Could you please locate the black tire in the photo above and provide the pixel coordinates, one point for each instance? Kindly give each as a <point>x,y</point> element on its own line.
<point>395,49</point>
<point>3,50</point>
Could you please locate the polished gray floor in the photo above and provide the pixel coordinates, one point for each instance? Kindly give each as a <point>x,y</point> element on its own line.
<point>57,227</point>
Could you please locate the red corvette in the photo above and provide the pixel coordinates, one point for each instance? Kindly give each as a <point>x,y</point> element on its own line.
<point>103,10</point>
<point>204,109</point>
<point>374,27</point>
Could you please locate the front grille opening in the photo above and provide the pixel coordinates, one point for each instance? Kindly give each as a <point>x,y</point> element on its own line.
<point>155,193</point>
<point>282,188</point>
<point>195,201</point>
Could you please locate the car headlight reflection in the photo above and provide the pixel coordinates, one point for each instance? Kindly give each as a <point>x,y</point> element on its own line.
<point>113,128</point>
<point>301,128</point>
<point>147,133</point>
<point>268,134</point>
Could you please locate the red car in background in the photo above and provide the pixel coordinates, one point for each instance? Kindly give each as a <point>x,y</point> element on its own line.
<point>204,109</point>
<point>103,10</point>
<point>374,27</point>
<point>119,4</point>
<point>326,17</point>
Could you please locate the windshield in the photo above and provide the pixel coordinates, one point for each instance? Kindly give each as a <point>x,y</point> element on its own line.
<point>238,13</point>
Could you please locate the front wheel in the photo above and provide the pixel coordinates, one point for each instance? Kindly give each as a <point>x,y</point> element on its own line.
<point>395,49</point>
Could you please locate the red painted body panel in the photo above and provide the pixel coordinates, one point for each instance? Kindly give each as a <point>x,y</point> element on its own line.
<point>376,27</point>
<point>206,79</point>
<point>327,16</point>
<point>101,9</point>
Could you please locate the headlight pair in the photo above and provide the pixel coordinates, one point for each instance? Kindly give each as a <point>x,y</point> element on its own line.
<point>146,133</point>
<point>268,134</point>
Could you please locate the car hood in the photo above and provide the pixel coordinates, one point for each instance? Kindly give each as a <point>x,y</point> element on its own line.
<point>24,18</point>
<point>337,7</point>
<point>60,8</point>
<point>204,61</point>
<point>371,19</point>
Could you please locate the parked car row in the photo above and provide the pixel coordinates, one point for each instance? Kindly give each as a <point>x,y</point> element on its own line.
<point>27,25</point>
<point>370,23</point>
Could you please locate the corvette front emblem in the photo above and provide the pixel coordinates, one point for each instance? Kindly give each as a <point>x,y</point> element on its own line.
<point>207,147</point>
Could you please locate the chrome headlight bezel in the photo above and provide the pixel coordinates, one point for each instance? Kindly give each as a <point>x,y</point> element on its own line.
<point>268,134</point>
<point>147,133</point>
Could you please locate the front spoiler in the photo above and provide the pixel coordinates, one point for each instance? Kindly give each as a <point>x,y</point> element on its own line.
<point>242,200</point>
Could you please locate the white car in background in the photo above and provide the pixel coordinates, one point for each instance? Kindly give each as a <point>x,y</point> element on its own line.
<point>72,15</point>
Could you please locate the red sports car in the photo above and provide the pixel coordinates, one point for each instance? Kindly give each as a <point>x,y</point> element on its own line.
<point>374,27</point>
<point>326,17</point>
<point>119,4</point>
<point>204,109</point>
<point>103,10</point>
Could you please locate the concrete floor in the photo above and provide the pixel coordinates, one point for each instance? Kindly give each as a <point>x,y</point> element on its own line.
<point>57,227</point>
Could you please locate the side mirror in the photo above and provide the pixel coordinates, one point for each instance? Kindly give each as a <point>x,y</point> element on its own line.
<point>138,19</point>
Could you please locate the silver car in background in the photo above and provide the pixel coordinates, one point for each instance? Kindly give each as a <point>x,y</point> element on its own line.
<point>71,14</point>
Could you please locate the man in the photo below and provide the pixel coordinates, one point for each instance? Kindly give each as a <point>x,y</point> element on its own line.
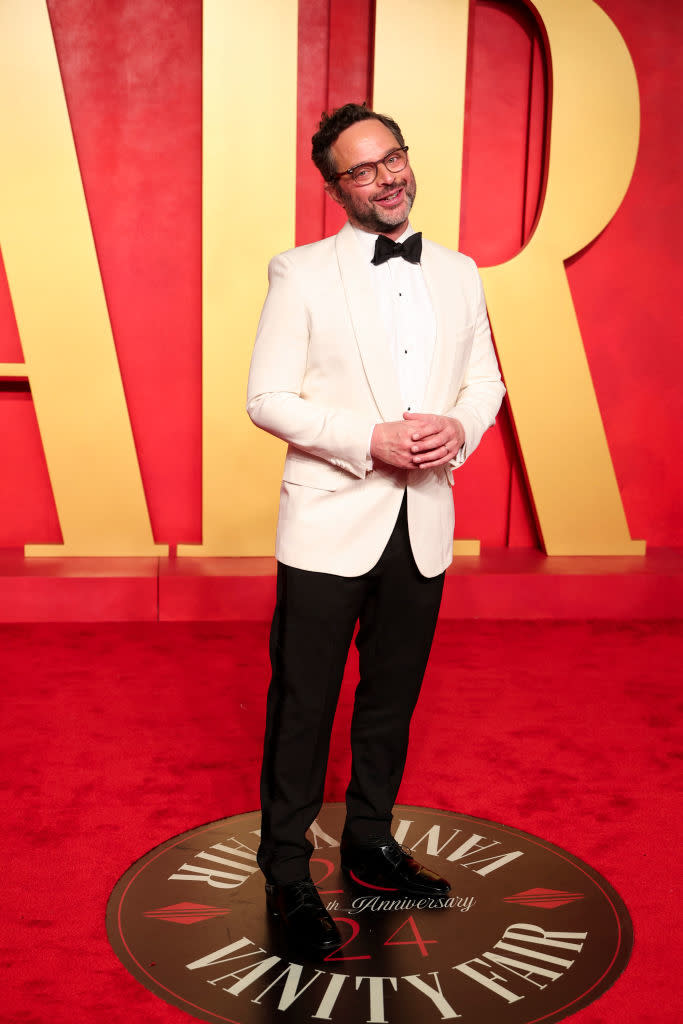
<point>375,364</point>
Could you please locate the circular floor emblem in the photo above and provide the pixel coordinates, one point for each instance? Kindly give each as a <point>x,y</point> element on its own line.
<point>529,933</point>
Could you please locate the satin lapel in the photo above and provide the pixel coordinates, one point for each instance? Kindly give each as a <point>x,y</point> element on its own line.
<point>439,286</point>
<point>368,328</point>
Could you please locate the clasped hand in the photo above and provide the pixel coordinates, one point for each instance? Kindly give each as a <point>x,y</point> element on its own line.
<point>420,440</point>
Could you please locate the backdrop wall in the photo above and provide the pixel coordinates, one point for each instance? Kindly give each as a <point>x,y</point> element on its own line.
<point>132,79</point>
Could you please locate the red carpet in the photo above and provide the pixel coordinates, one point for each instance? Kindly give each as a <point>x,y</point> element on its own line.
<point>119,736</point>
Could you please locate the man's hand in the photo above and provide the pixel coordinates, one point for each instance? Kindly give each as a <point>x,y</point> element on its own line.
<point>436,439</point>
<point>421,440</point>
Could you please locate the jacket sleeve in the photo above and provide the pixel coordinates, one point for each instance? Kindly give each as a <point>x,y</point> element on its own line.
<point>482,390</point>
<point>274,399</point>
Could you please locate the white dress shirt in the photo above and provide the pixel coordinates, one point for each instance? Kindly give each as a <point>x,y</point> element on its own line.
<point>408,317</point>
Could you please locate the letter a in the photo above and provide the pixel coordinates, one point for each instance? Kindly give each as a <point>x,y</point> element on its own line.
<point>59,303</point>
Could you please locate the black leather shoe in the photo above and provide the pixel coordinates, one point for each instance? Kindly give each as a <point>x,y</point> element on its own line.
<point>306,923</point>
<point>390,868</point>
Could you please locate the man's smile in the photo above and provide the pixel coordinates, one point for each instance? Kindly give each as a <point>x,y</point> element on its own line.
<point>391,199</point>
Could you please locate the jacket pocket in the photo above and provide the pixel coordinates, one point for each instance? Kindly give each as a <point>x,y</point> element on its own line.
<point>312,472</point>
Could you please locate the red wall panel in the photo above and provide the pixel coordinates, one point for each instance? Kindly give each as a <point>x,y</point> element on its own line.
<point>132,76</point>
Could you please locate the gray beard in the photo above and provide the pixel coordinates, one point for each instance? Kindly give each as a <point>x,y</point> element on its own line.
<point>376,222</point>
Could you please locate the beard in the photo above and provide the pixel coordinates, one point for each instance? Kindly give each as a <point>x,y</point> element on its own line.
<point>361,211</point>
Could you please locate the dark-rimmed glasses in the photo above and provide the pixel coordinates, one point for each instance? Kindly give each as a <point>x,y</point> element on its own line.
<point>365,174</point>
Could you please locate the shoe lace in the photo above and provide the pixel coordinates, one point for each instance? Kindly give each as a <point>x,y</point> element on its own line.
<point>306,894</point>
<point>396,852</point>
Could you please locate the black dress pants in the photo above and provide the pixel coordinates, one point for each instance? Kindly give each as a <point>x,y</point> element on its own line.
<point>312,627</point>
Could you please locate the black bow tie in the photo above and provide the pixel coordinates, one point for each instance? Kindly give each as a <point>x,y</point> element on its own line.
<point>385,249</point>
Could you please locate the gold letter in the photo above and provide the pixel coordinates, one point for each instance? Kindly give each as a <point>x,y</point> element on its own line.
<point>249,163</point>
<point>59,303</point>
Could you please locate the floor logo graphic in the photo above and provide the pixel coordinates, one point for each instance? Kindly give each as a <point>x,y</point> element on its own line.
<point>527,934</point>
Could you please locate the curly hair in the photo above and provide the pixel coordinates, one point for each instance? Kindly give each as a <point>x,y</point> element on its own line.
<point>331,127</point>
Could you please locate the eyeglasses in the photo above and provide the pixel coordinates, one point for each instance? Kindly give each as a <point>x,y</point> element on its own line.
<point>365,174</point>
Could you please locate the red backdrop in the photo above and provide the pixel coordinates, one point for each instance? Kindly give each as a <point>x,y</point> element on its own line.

-- -- --

After removing each picture, print the entries above exactly as they were.

Could you please locate the black tire in the photo above and provide the pixel coordinates, one point for each instance? Kindly give each as a <point>x,y</point> element on its own line.
<point>395,49</point>
<point>3,50</point>
Could you please locate the polished gray floor in the photo above and provide the pixel coordinates, one point for each instance? Kindly give each as a <point>x,y</point> element on its own line.
<point>57,227</point>
Could you please locate the red corvette in the photo above and provide the pixel coordinates, one point for each instance? Kindly give each as a <point>x,y</point> element on its own line.
<point>103,10</point>
<point>204,109</point>
<point>374,27</point>
Could you please locate the front grille opening in the photo above and provide the pixel coordinates, one point for each instance? Kindly give each as a <point>x,y</point> element on its own line.
<point>155,193</point>
<point>282,188</point>
<point>195,201</point>
Could you please locate the car headlight reflection in the photo above and provide the pixel coordinates, one point for each instance? Kindly give each as a <point>x,y</point> element on its own line.
<point>113,128</point>
<point>301,128</point>
<point>147,133</point>
<point>268,134</point>
Could you please locate the red car in background in the photo above and provide the pixel coordinates, one point for each instance? Kindly give each as a <point>x,y</point> element on its own line.
<point>204,109</point>
<point>103,10</point>
<point>374,27</point>
<point>119,4</point>
<point>326,17</point>
Could you please locate the windshield in the photo above and provide the pixel coordinates, one point for each instance? Kindly give each as a <point>x,y</point> element on its own line.
<point>238,13</point>
Could you please locate the front wheel in the photo above and provide the pixel coordinates, one point for each instance? Kindly give each as a <point>x,y</point> element on its own line.
<point>395,49</point>
Could you please locate the red painted body panel in the photo above and provide the pixel coordinates, one point for each instance? Kindly give each as a <point>x,y</point> element on its own line.
<point>376,27</point>
<point>206,79</point>
<point>327,16</point>
<point>101,9</point>
Could you please locate the headlight pair in the photo above and provide the pixel coordinates, one point for each instance? Kindly give each as a <point>x,y</point> element on its own line.
<point>146,133</point>
<point>268,134</point>
Could you please locate the car hood in the photo above and provide the pixel coordinates, one point for each instance? Kindly give each as a <point>x,y</point> element on its own line.
<point>24,18</point>
<point>337,7</point>
<point>60,8</point>
<point>204,61</point>
<point>371,19</point>
Could you please locate the parked car row in the photo above and provide the pixel coordinates, one point for each instance? Kindly give each as a <point>x,y</point> element on its own line.
<point>27,25</point>
<point>370,23</point>
Could you please locate the corvette front emblem in the photo above and provide the pixel coordinates, one point for each instance? Kindly give each as a <point>x,y</point> element on its own line.
<point>207,147</point>
Could you please locate the chrome headlight bezel in the photo above and provide the pixel coordinates, one point for each instance? Kindly give each as a <point>x,y</point> element on its own line.
<point>268,134</point>
<point>147,133</point>
Could you please locate the front spoiler in the photo above and provide the pixel coordinates, one point for each instance? Kindly give each as a <point>x,y</point> element on its own line.
<point>242,200</point>
Could you please locate the white car in background in the photo above and provide the pixel coordinates, one point for each instance? Kindly give each as a <point>x,y</point> element on its own line.
<point>72,15</point>
Could you please locate the red sports car in the photo above and provide the pixel coordinates, one point for each instance? Kindly give each as a <point>x,y</point> element on its own line.
<point>374,27</point>
<point>326,17</point>
<point>119,4</point>
<point>204,109</point>
<point>103,10</point>
Could you please locate the concrete floor in the photo above and provide the pixel coordinates, one point for each instance? Kindly give each as a <point>x,y</point> element on its own line.
<point>57,227</point>
Could you please locate the side mirror in the photo above and provide the pixel coordinates, one point for each instance? Kindly give each as a <point>x,y</point> element on its own line.
<point>138,19</point>
Could you please locate the silver car in background in the photo above and provide the pixel coordinates, one point for each instance? Kindly give each as a <point>x,y</point> element on its own line.
<point>71,14</point>
Could you please locate the man in the photo below and provide the pixel coordinates, one point for each instance? Kindly give each as a <point>x,y</point> element on its own line.
<point>375,364</point>
Could you please locate the circular floor emblem in the photo above and provide the pixel coordinates, one point for each instance? Kindly give each as a <point>x,y</point> element on its own line.
<point>529,933</point>
Could you please locate the satin lapel in the photo above and provide the pixel coordinates, one point for each instance? Kindly give each as a <point>x,y</point> element on its own line.
<point>439,286</point>
<point>368,328</point>
Could you please locate the clasped hand in the photo above and provide the pixel coordinates, one point for each instance? Kindly give each as a <point>x,y</point> element on its own line.
<point>420,440</point>
Could you please locate the backdrop wall in the photo above and provide the pixel coordinates, one point for each instance? Kindly give each as a <point>x,y</point> element on its own line.
<point>132,79</point>
Could you please locate the red carpet in the photo above and provide the pixel coordinates, one point for each instance? Kindly give each as a <point>x,y</point> element on its own line.
<point>119,736</point>
Could you please locate the man's hand in the photo above and provide the pixel coordinates, one point for each instance? Kindly give each as a <point>x,y</point> element on its own line.
<point>436,439</point>
<point>421,440</point>
Could you please locate the jacket sleeve in the photo above and provide the pixel coordinates, one point for each instance? Kindly give each as a <point>x,y</point> element on its own line.
<point>482,390</point>
<point>274,399</point>
Could you please locate the white dress shirt in the photo above and provide the pixel coordinates, one point for each instance? Kindly give each as a <point>x,y</point> element on its own line.
<point>408,317</point>
Could you please locate the letter a in the photo above and provide the pixel coordinates, one point for each instance? Kindly give each as a <point>x,y</point> element on its own line.
<point>59,303</point>
Could you please locate the black leather shoe in the photo above and provide the pixel coordinates, one point for each instance? Kindly give each as a <point>x,y</point> element on its own line.
<point>306,923</point>
<point>390,868</point>
Could you please locate the man's smile in the photo above and provide the pixel coordinates, one point for each instance? Kindly give each as a <point>x,y</point> element on its own line.
<point>391,199</point>
Could you please locate the jacket pocket in the photo above and provide the pixel coordinates, one point for each instance? Kindly give each as a <point>x,y</point> element on its own line.
<point>312,472</point>
Could you please locate the red wall panel in the photo above and provide the pixel coordinates, one point for each instance? Kindly give each as a <point>x,y</point> element on its own line.
<point>132,76</point>
Could you please locate the gray beard in the photo above and provide the pixel coordinates, one point for each instance? Kindly give each as a <point>x,y</point> element on its own line.
<point>376,222</point>
Could you please locate the beard in the photo above and provide the pixel coordinates, one point for each instance? Kindly give each as a <point>x,y</point> element on its own line.
<point>361,211</point>
Could you please locate the dark-rimmed glasses in the photo above and provide the pixel coordinates, one point for each instance? Kindly give each as a <point>x,y</point> element on its own line.
<point>365,174</point>
Could you please locate the shoe lace in the photo above and provide the pixel coordinates, one point for each instance? Kindly give each as a <point>x,y</point> element on its own line.
<point>306,894</point>
<point>396,852</point>
Could you please locate the black dress pants in the photo above and provide the pixel coordinates, one point for each instance? Kindly give each as a <point>x,y</point> element on its own line.
<point>312,627</point>
Could you please locate the black bow tie in the photo above and provide the pixel coordinates, one point for each instance? Kindly give each as a <point>x,y</point> element on its own line.
<point>385,249</point>
Could you please locate the gold letter in the photo above and provide the pixel coordinates, one point for each instance? Kindly give each as a <point>x,y</point> element on its own line.
<point>249,163</point>
<point>59,303</point>
Could you please locate the floor logo graphic in the photo above and provide the pixel coordinates, one point for each instance? Kindly give each as a <point>x,y</point> element on its own line.
<point>527,934</point>
Could you please locate the curly hair in the photo above and provide the pixel coordinates, one point for each instance? Kindly give each as a <point>x,y</point> element on its own line.
<point>331,127</point>
Could you please locate the eyeglasses in the photo above and provide the pixel coordinates, one point for each instance? Kindly give each as a <point>x,y</point> element on its own line.
<point>365,174</point>
Could you please locate the red backdrop in the photo above and provide the pixel coordinates, one point for each instance? Kindly give each as a <point>x,y</point> element on its own line.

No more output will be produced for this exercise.